» Exercise instructions
Give the number of lines in the records below that contain the string "each", with case counting. Reply with the number only.

» Material to process
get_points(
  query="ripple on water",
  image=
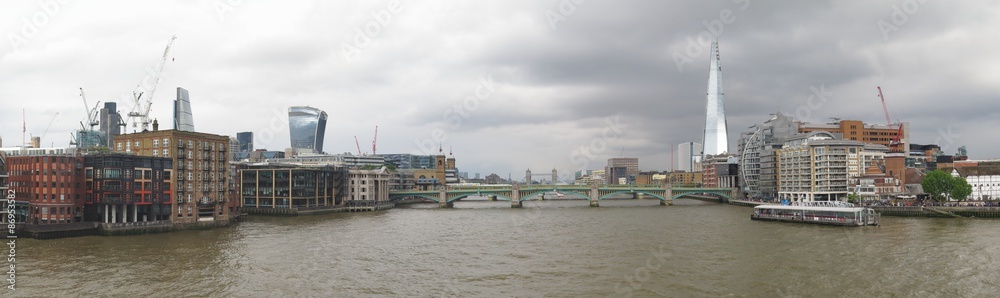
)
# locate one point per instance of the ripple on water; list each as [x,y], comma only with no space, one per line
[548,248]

---

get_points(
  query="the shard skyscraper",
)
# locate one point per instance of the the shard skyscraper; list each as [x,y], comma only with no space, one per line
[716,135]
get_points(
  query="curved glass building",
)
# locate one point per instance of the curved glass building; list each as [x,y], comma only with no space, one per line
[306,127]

» In response
3